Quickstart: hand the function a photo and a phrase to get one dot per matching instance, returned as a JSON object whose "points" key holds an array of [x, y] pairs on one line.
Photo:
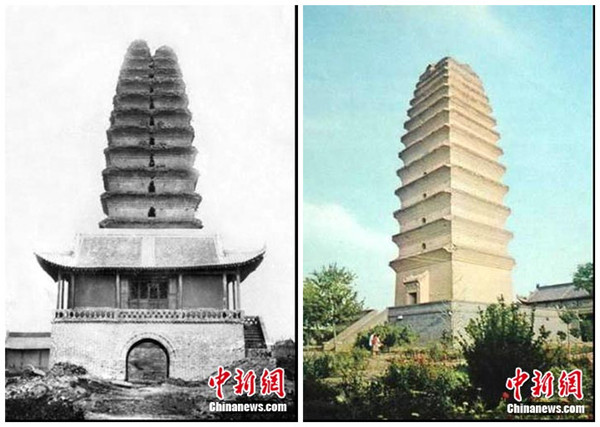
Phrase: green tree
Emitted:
{"points": [[329, 299], [500, 339], [584, 277]]}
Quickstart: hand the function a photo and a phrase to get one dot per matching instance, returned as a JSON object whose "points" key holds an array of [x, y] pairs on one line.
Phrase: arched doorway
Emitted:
{"points": [[147, 361]]}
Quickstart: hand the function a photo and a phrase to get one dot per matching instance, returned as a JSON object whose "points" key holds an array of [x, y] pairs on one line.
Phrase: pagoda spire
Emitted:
{"points": [[149, 179]]}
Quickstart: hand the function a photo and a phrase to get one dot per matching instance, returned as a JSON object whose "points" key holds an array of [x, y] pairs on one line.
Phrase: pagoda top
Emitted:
{"points": [[149, 179]]}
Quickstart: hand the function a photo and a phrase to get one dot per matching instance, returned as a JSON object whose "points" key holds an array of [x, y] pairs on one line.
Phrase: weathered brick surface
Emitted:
{"points": [[195, 349], [432, 320]]}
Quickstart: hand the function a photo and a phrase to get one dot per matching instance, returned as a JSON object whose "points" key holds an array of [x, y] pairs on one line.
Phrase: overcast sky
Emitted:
{"points": [[361, 65], [62, 65]]}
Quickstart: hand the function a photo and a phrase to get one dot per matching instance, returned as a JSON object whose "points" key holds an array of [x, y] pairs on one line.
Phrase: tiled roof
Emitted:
{"points": [[152, 248], [28, 341], [560, 292]]}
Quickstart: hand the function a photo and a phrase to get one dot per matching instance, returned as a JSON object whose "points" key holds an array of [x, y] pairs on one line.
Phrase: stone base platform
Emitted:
{"points": [[435, 320]]}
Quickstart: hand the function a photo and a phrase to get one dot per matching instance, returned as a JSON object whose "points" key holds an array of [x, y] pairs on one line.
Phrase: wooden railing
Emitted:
{"points": [[201, 315]]}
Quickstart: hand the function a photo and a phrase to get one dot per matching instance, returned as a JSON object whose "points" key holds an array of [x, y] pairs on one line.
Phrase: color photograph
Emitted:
{"points": [[448, 213]]}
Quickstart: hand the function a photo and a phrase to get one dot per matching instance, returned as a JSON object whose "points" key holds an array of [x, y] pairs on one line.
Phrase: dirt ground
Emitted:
{"points": [[67, 393]]}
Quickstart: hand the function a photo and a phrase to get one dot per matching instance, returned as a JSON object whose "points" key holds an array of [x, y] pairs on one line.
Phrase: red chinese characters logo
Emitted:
{"points": [[543, 384], [244, 383], [570, 383], [515, 383], [218, 380], [271, 382]]}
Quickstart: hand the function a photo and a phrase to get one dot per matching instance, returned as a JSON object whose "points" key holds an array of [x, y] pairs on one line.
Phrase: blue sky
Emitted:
{"points": [[360, 68]]}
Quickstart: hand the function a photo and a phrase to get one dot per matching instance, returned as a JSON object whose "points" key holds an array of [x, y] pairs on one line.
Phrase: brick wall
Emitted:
{"points": [[195, 349], [431, 320]]}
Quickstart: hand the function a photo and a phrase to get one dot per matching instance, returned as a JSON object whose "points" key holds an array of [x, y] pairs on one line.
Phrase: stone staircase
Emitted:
{"points": [[254, 336], [346, 339]]}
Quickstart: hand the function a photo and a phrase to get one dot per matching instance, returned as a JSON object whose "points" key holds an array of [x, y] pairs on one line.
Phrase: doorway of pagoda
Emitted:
{"points": [[147, 362]]}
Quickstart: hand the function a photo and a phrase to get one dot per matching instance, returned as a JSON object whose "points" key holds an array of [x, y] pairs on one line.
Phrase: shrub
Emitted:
{"points": [[325, 365], [390, 335], [415, 390], [499, 340]]}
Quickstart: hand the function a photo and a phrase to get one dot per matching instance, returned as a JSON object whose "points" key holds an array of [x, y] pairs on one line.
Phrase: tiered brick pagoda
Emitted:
{"points": [[150, 295], [452, 241], [149, 177]]}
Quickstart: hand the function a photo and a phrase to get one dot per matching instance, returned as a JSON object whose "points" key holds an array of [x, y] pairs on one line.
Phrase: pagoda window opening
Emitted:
{"points": [[149, 293], [412, 298]]}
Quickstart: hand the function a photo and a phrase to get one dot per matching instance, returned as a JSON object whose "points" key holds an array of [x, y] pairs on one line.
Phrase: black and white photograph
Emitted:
{"points": [[150, 212]]}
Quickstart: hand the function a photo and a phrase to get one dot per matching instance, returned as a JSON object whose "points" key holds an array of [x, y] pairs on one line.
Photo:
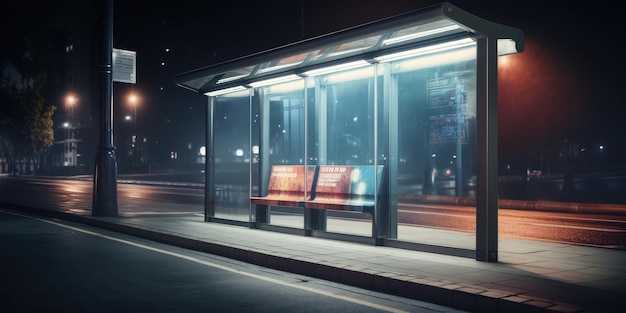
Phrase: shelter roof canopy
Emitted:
{"points": [[429, 26]]}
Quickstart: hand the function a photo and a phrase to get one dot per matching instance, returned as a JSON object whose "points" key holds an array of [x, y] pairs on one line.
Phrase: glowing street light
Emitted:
{"points": [[69, 153]]}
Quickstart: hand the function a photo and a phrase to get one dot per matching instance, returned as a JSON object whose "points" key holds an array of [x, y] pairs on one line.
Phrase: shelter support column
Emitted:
{"points": [[487, 150]]}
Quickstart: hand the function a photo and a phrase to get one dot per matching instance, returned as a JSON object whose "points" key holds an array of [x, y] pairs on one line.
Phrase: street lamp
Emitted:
{"points": [[69, 149], [133, 100]]}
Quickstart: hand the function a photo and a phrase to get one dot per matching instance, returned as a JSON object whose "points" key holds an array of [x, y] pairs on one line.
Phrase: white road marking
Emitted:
{"points": [[214, 265]]}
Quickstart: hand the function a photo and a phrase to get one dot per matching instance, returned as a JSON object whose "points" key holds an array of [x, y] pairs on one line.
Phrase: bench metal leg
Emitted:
{"points": [[314, 220]]}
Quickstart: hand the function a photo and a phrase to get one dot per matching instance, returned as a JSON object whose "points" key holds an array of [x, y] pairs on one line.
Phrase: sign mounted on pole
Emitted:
{"points": [[124, 66]]}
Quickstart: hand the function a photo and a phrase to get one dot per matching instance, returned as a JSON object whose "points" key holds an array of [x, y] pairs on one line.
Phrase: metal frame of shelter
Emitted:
{"points": [[427, 28]]}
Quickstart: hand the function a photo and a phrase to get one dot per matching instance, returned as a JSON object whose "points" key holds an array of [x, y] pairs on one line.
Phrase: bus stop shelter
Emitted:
{"points": [[333, 136]]}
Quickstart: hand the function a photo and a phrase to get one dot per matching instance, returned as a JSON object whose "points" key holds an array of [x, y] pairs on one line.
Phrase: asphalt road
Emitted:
{"points": [[69, 195], [56, 266]]}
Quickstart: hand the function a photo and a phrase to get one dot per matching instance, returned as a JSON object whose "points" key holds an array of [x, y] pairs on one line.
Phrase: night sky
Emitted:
{"points": [[564, 86]]}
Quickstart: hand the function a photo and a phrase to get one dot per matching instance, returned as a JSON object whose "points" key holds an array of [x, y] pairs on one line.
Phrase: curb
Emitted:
{"points": [[469, 298]]}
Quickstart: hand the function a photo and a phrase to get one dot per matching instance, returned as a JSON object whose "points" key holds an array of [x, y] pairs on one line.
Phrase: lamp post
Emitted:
{"points": [[105, 174], [70, 101], [133, 100]]}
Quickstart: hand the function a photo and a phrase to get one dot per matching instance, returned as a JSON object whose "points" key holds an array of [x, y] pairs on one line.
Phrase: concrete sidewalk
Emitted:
{"points": [[531, 276]]}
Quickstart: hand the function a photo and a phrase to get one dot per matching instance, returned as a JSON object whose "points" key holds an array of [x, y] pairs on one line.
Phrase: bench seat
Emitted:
{"points": [[286, 186], [345, 188]]}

- _Exercise goal_:
Output a faithful copy of the data, with each picture left out.

- _Response_:
Quickstart: hand the function a photo and a phrase to get one dot per matching instance, returned as a JSON object whose "points" key holds an array of [x, y] pairs on one line.
Photo:
Phrase: green tree
Emitted:
{"points": [[329, 299], [500, 339], [584, 277]]}
Quickstart: hand the function a photo and a phrase to get one dot per matching instance, returned as a JSON object whose "points" key holds an array of [x, y] pairs on one line.
Phrase: arched doorway
Emitted:
{"points": [[147, 361]]}
Quickstart: hand the function a photo and a phrase to get one dot per matching instance, returned as a JSON object whose "points" key holds an array of [x, y] pairs on one line.
Phrase: pagoda spire
Emitted:
{"points": [[149, 179]]}
Quickstart: hand the function a photo and a phrase to get one dot per matching instance, returned as a JSON object whose "points" key holds an array of [x, y] pairs on one line.
Phrase: pagoda top
Emitted:
{"points": [[149, 179]]}
Quickstart: hand the function a photo and a phrase to get one dot per matching instance, returned as a JSON object whose "points" key holds an array of [x, y] pairs on one line.
Phrase: weathered brick surface
Emitted:
{"points": [[195, 349], [432, 320]]}
Quickstart: hand the function a photo and a phrase to get one dot per matching instance, returned as a JSON object whose "points" key holds an array of [x, y] pairs on one line.
Phrase: overcast sky
Emitted:
{"points": [[361, 65], [62, 65]]}
Quickstart: hand the function a photo and a phrase to get one dot per matching instance, returned as a JSON object whose "points" key holds an array of [x, y] pairs on one line.
Phrase: tiled roof
Emitted:
{"points": [[152, 248], [28, 341], [560, 292]]}
Quickstart: hand the function a photo and a phrase to get one dot per matching instance, returned as a JSON object whose "points" key holds an array of [x, y] pairs on one line.
Phrase: stone base platform
Emitted:
{"points": [[435, 320]]}
Quickstart: hand the function a photo and a phrase to get one dot per matching instance, returned as a JSON object whose "points" key holds an array of [x, y] pairs on one line.
Phrase: wooden railing
Emitted:
{"points": [[201, 315]]}
Quickstart: hand the function a photo and a phrase to get one dot per matching instance, returned as a JSON object whose "points" key holds an array of [x, y] pairs on one line.
Phrase: color photograph
Emitted:
{"points": [[448, 213]]}
Quickstart: hand the function a photo and a phrase to get one dot per matching instance, returned as a JSON object whose "points" key holds an array of [x, y] pairs on one line.
Phrase: dirt ground
Emitted:
{"points": [[67, 393]]}
Quickstart: hand the function a photo and a phrase to get one dot per matching instance, returned as a JSON object whose "points" key holds an array of [x, y] pairs on one line.
Phrase: red chinese characters logo
Emitted:
{"points": [[543, 384], [244, 383], [570, 383], [515, 383], [218, 380], [271, 382]]}
Quickstart: hand the function a photo and a phrase to get one dot per matching instance, returned as a JSON object whose "points" key holds an array of [x, y] pairs on one line.
Phrase: blue sky
Emitted:
{"points": [[360, 68]]}
Quickstart: hand the function a photo and a phrase to get one dot per matching instance, returned as a JSON object whose "points" key holds an array of [x, y] pairs on one line.
Phrase: brick wall
Emitted:
{"points": [[195, 349], [431, 320]]}
Quickstart: hand the function a photo and a phrase to get one dot per matching instance, returned as a JSON object whose "points" key holds an array of [x, y] pairs on one line.
Phrase: stone staircase
Emitted:
{"points": [[254, 336], [346, 339]]}
Quickstart: hand the function a photo and a phrase to get one dot per matching instance, returned as a JSON object whose "points" key holds an array of [x, y] pairs on one line.
Phrase: doorway of pagoda
Emitted:
{"points": [[147, 362]]}
Quickstart: hand the function a photo and a phrase to get one dot per matching instance, returned as a JSON object whose "points" key holds an array of [x, y] pairs on one line.
Phrase: shrub
Emitted:
{"points": [[325, 365], [390, 335], [415, 390], [499, 340]]}
Quickstart: hand the function a photo and a phrase to get one dot per matching instance, returned as a JSON object whose "points" key holds an array of [x, y] pairs on one line.
Phrase: tiered brick pagoda
Emitted:
{"points": [[150, 295], [452, 241], [149, 177]]}
Quickstart: hand the function a photo and a phrase to get one dot per matching instance, returned as a JSON object whose "points" key holds an array of [x, y] pairs on one line.
Phrase: pagoda window opening
Emitted:
{"points": [[149, 293], [412, 298]]}
Quickstart: hand the function a photo and a phrase to get one dot per matching instance, returned as a JSON object whose "points" key holds an array of [x, y] pairs on one line.
Phrase: black and white photograph
Emitted:
{"points": [[150, 212]]}
Quickstart: hand the function a photo and a phrase to get one dot per matching instance, returned as a JSON object whose "points" key holds an array of [x, y] pairs on one line.
Photo:
Phrase: shelter roof canopy
Emitted:
{"points": [[429, 26]]}
Quickstart: hand the function a photo and a phrase to get one dot per matching instance, returned as a JSON object whose "points" key holds an array of [x, y] pairs on one line.
Phrase: glowing street light
Emitted:
{"points": [[69, 153]]}
Quickstart: hand the function a photo and a phrase to get one dot per matching instance, returned as a JSON object whose "points" key holds an array of [x, y] pairs on one line.
Phrase: shelter support column
Emitted:
{"points": [[487, 150]]}
Quickstart: hand the function a photo and a phrase to get one dot per matching instance, returned as a JSON object whose "points" key holds an array of [x, y] pairs on one line.
Phrase: street lamp
Emitted:
{"points": [[69, 149], [133, 100]]}
Quickstart: hand the function a photo and a phrase to get one dot per matching instance, returned as a JSON object whose "points" key holds an array of [x, y] pairs on one line.
Phrase: white road marking
Emitted:
{"points": [[214, 265]]}
Quickstart: hand the function a photo and a phrase to get one dot per matching instance, returned as a JSON object whose "points" key holds an array of [x, y] pairs on one line.
Phrase: bench metal leg
Emitted:
{"points": [[314, 220]]}
Quickstart: hand the function a photo and a phrase to get one dot per matching instance, returned as a JSON object whose "points" key holds an array of [x, y] pairs on one line.
Phrase: sign mounted on pole
Emitted:
{"points": [[124, 66]]}
Quickstart: hand the function a photo and a phrase to get one dot per matching instance, returned as a JSON object whose "points" key holds an array of [x, y] pairs on one line.
Phrase: metal frame of shelter
Emitted:
{"points": [[427, 28]]}
Quickstart: hand the function a photo and a phrase to get one dot per matching instance, returned as a JSON object whose "points" key holds an array of [x, y] pairs on one line.
Phrase: bus stop shelter
Emitted:
{"points": [[333, 136]]}
Quickstart: hand the function a photo and a phrase to get one dot per matching instance, returned as a JSON object whose "points" key holds an array of [x, y] pairs on one line.
Phrase: asphalt road
Emitted:
{"points": [[69, 195], [56, 266]]}
Quickstart: hand the function a photo and a phrase to get one dot per matching instance, returned as a JSON object whose "points" key holds an array of [x, y] pairs on one line.
Phrase: night sky
Emitted:
{"points": [[564, 86]]}
Quickstart: hand the function a photo and a phrase to get one dot per matching instance, returned as a JSON object whose "points" key holds an array of [x, y] pairs on one line.
Phrase: curb
Emitted:
{"points": [[469, 298]]}
Quickstart: hand the function a photo and a phrase to get one dot per matching instance, returned as a JSON object whose "points" key holds an array of [x, y] pairs on one line.
Phrase: lamp post
Emitted:
{"points": [[105, 174], [70, 101], [133, 100]]}
Quickstart: hand the function a photo and a phrase to get one dot per matching instance, returned as a JSON object whose "points" key holds an array of [x, y] pairs on one line.
Phrase: concrete sidewalk
Emitted:
{"points": [[531, 276]]}
Quickstart: hand the function a photo and a phrase to get one dot per matching instance, returned as a JSON object whose "points" key holds an array of [x, y] pairs on one line.
Phrase: bench seat
Emitted:
{"points": [[286, 186], [345, 188]]}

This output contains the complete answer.